---------- Selected passage

Perhaps because of that, perhaps because of the iconic love triangle in the central story, or perhaps it is supposed to be revered in the annals of Chinese literature, Red Mansions occupies a central position in the Chinese collective literary consciousness.  (My mother started reading it when she was younger, and never finished it.  She found it fairly ordinary, but in addition, she has a tendency to mistrust any hyperbolic criticism, positive or negative, and the mountains of praise heaped on the story, amounting almost to hysteria, turned her off to reading it.)  When I went to Taiwan earlier this year, I stopped in a bookstore, and there were no fewer than a dozen different editions of Red Mansions, along with at least as many critical studies and examinations.

And Red Mansions is enormous.  I read a version I had found online, cobbling it together and having to fix occasional typos, and in one case, replacing three pages that had strangely gone missing.  At a normal font size, it occupied nearly 1400 pages; this is typical of printed editions too.  The English translation by Hawkes and John Minford (Hawkes's student) runs about 2500 pages, in five volumes.  (This kind of expansion is typical of translations from Chinese to English, and there's plenty of speculation as to why that is.)  This is something you have to commit to.

--------------------
---------- Extracted information

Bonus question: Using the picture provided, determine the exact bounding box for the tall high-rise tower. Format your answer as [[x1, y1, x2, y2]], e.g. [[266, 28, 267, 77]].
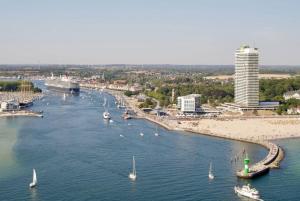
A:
[[234, 45, 259, 107]]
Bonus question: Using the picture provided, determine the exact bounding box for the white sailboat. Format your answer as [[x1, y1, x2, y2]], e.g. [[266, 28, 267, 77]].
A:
[[208, 162, 215, 179], [102, 97, 106, 107], [128, 156, 136, 181], [154, 127, 158, 137], [29, 169, 37, 188]]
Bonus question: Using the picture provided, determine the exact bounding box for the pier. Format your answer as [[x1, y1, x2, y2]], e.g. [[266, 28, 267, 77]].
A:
[[0, 110, 43, 117], [236, 142, 284, 179]]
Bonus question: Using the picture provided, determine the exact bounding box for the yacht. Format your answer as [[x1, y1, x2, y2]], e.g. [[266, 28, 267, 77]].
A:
[[128, 156, 136, 181], [234, 184, 263, 201], [103, 111, 110, 119], [29, 169, 37, 188]]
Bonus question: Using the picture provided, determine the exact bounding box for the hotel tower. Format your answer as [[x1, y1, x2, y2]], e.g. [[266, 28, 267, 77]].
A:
[[234, 45, 259, 107]]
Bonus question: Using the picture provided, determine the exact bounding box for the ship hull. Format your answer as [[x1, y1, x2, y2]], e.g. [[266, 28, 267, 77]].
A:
[[47, 85, 80, 94]]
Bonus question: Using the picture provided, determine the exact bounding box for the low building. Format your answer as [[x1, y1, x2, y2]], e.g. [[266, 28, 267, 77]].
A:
[[283, 90, 300, 100], [287, 106, 300, 114], [1, 101, 20, 112], [217, 101, 279, 113], [177, 94, 202, 113]]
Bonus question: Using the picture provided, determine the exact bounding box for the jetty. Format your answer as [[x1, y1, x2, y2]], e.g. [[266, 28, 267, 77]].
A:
[[236, 142, 284, 179]]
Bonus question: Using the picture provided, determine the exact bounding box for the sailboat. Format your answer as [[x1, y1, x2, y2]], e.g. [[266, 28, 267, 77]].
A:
[[29, 169, 37, 188], [128, 156, 136, 181], [208, 162, 215, 179], [103, 98, 111, 120], [154, 127, 158, 137], [102, 97, 106, 107]]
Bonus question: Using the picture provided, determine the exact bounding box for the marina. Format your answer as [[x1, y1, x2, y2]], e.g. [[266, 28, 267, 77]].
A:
[[0, 84, 298, 201]]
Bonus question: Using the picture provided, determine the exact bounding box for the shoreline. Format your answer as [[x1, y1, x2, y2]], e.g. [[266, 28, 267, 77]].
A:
[[105, 89, 288, 179]]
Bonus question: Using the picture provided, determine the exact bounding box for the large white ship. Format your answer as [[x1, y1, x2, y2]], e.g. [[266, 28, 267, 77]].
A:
[[45, 74, 80, 94]]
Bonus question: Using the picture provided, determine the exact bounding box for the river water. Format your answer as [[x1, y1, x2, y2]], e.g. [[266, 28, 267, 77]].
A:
[[0, 81, 300, 201]]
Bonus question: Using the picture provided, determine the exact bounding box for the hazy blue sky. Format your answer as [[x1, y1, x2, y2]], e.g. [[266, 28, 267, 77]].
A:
[[0, 0, 300, 65]]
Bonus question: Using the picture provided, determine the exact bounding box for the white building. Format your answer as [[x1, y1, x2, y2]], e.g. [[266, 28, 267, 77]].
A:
[[0, 101, 20, 112], [283, 90, 300, 100], [234, 46, 259, 107], [177, 94, 201, 113]]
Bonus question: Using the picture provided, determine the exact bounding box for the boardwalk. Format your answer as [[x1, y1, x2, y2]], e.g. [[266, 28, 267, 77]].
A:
[[236, 142, 283, 179]]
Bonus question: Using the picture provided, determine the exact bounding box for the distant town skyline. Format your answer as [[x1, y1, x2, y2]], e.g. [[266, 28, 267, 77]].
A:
[[0, 0, 300, 65]]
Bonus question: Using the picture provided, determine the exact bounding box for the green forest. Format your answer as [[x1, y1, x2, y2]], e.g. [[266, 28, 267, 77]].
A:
[[145, 76, 300, 111]]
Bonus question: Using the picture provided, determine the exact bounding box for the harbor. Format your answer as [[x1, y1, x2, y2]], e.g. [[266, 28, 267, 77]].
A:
[[0, 87, 296, 201]]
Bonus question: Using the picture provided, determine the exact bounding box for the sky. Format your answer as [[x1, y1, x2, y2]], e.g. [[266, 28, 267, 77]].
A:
[[0, 0, 300, 65]]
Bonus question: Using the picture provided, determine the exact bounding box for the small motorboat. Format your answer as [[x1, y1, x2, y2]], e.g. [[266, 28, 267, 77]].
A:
[[128, 156, 136, 181]]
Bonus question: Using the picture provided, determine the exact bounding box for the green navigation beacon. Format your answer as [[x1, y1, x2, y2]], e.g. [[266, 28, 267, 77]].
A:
[[244, 154, 250, 175]]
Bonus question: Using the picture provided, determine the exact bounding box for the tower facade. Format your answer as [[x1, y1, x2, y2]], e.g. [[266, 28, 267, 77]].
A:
[[234, 45, 259, 107]]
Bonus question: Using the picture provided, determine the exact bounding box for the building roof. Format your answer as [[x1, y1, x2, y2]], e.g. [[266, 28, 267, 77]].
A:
[[237, 45, 258, 54], [178, 94, 201, 98], [284, 90, 300, 96]]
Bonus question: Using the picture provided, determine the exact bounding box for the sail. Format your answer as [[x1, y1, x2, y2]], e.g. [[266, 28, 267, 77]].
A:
[[132, 156, 136, 175], [32, 169, 37, 184]]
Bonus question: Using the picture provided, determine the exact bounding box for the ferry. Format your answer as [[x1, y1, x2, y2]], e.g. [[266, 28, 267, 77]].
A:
[[234, 184, 263, 201]]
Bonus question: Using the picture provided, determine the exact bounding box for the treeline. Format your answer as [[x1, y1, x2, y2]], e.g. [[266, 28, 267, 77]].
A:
[[0, 80, 42, 93], [145, 81, 234, 106], [145, 76, 300, 111], [259, 76, 300, 102]]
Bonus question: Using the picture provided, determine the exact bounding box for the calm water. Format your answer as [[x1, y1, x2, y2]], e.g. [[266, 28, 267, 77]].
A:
[[0, 82, 300, 201]]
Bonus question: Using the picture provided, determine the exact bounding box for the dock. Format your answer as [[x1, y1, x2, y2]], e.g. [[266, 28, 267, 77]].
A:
[[236, 142, 284, 179]]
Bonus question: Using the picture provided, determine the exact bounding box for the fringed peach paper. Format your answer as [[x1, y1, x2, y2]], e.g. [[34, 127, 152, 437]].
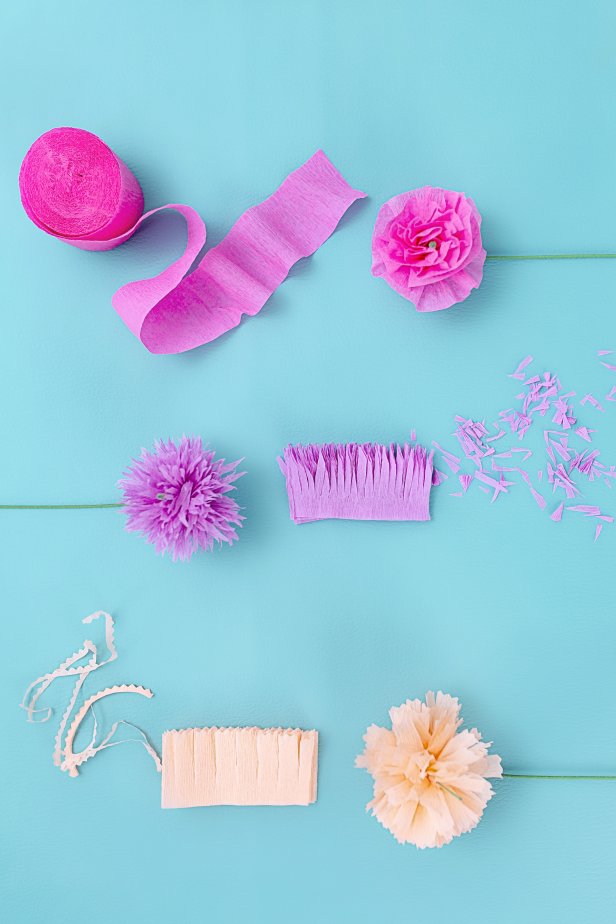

--------------------

• Requests
A: Condense the paragraph of the Red Mansions passage that begins "And Red Mansions is enormous" into a shorter version that keeps its main facts.
B: Please format everything in the records from the start down to the line containing "137], [29, 169, 37, 188]]" as a JSON list of strings, one string per line, leaving out blank lines and the pictures.

• Expected outputs
A: Red Mansions is huge. The writer pieced together an online copy, fixing occasional typos and replacing three missing pages. At a normal font size it ran to nearly 1400 pages, which is typical of printed editions. The five-volume English translation by Hawkes and his student John Minford runs about 2500 pages. That kind of expansion is typical of Chinese-to-English translations, and there is plenty of speculation about why. Reading it requires commitment.

B:
[
  "Bonus question: Using the picture provided, determine the exact bounding box for the tall high-rise tower. Format your answer as [[x1, y1, x2, y2]], e.g. [[266, 28, 267, 77]].",
  "A:",
  "[[234, 45, 259, 107]]",
  "Bonus question: Using the picture provided, determine the exact bounding box for the white sailboat. Format your answer as [[x1, y1, x2, y2]], e.g. [[266, 28, 267, 77]].",
  "A:",
  "[[208, 162, 215, 179], [102, 97, 106, 107], [128, 156, 136, 181], [154, 127, 158, 137], [29, 169, 37, 188]]"
]